_What to do_
Rewrite these rows so that every occurrence of "tree line" becomes "forest edge", leaving everything else unchanged.

══ Data records ══

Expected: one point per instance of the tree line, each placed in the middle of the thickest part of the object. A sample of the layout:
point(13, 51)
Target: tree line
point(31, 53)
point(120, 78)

═══

_Reply to the task_
Expected: one point per instance of the forest edge, each placed in the middle of the thickest part of the object. A sample of the layout:
point(13, 51)
Target: forest edge
point(31, 53)
point(120, 78)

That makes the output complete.